◆ ACTIVITY
Since the copy must match the original, write out each record word for word, skipping only the pictures.

◆ SUPPLIED DATA
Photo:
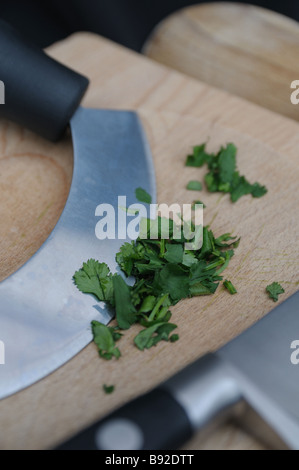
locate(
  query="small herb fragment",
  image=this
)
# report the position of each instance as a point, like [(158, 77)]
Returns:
[(165, 272), (108, 389), (194, 186), (223, 175), (143, 196), (105, 338), (230, 287), (274, 290), (195, 203)]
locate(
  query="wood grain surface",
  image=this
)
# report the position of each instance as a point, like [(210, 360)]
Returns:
[(246, 50), (177, 112)]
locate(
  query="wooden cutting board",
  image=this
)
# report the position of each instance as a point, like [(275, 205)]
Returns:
[(178, 112)]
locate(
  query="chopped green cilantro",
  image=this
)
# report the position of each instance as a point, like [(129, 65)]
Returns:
[(223, 175), (194, 186), (230, 287)]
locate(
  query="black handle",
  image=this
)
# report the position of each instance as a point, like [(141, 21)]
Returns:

◆ EXERCISE OUTPUT
Photo:
locate(
  query="small herb fragment",
  image=this
)
# report the position of each instance as a point, like [(158, 77)]
Returns:
[(165, 272), (108, 389), (194, 186), (223, 175), (143, 196), (105, 338), (230, 287), (274, 290), (195, 203)]
locate(
  query="wood grain surface",
  image=this
)
# report the position of each instance as a point, like [(210, 360)]
Returns:
[(246, 50), (177, 112)]
locate(
  query="wooden cutting board",
  image=this
)
# report the position of each instance as a point, like [(275, 205)]
Returns:
[(178, 112)]
locate(
  query="chopped green cilantro",
  image=this
)
# report the position of each instance as a point, like [(129, 65)]
Returns:
[(223, 175), (194, 186), (230, 287)]
locate(
  query="black handle",
  image=this
)
# report the position of each instance as a point, like [(141, 21)]
Returns:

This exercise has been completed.